RAW RECORDS -
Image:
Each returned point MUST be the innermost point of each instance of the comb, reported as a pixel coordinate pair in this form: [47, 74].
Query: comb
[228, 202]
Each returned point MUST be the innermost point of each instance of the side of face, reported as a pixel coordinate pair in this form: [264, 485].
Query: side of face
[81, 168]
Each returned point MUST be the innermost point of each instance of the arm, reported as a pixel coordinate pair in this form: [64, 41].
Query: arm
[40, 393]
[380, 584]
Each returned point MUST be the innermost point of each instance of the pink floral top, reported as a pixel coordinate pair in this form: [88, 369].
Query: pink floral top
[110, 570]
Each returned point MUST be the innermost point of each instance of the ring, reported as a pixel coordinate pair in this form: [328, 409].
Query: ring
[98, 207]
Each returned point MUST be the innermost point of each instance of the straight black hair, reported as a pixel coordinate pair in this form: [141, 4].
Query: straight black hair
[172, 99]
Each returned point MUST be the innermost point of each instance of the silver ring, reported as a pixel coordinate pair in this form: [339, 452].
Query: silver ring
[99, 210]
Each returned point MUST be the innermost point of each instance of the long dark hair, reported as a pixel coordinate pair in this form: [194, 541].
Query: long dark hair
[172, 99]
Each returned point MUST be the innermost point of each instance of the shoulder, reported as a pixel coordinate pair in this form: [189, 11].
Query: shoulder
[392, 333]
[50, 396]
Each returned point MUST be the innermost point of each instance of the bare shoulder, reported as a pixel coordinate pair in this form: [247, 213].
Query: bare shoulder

TASK DETAILS - Recast the lines above as a Markdown table with two columns, Row and Line. Number each row and omit any blank lines.

COMPLETE ANSWER -
| Row | Line |
|---|---|
| 1 | Image: |
| 2 | Each returned point MUST be the innermost point of each instance of the comb, reported as a pixel coordinate pair in this form: [47, 74]. |
| 3 | Query: comb |
| 4 | [228, 202] |
| 5 | Each returned point MUST be the innermost point of each instance of the side of face, reported as a pixel coordinate pair in this form: [264, 485]. |
| 6 | Query: side of face |
| 7 | [81, 168] |
| 8 | Each returned point MUST be the innermost point of each instance of the arm, reported as a pixel coordinate pair in this form: [64, 41]. |
| 9 | Query: arm |
| 10 | [40, 393] |
| 11 | [380, 584] |
| 12 | Each returned point MUST be the innermost point of each instance of the pink floral top, reported as a pixel coordinate pair in this form: [88, 369]. |
| 13 | Query: pink floral top |
| 14 | [110, 570] |
| 15 | Each returned point MUST be the innermost point of each instance of the ring, reported as a pixel coordinate pair in this form: [328, 409]. |
| 16 | Query: ring |
| 17 | [98, 207] |
| 18 | Each returned point MUST be the innermost point of each instance of the straight black hair, reported as a pixel coordinate pair in this form: [141, 4]. |
| 19 | Query: straight black hair |
| 20 | [172, 99] |
| 21 | Each returned point MUST be the innermost point of each instance of the silver ring, reported as a pixel coordinate pair in this form: [339, 452]. |
| 22 | Query: silver ring |
| 23 | [99, 210] |
| 24 | Each returned point MUST be the innermost point of each instance of the long dark hair, reported as a pixel coordinate pair in this form: [194, 541]. |
| 25 | Query: long dark hair |
| 26 | [172, 99] |
| 27 | Each returned point MUST be the innermost point of each instance of the shoulder, reported as a pixel coordinate pair in this form: [189, 11]. |
| 28 | Query: shoulder |
| 29 | [392, 333] |
| 30 | [50, 396] |
| 31 | Each returned point MUST be the innermost point of each instance of the bare shoulder, reported as a pixel coordinate pair in this form: [247, 213]. |
| 32 | Query: bare shoulder |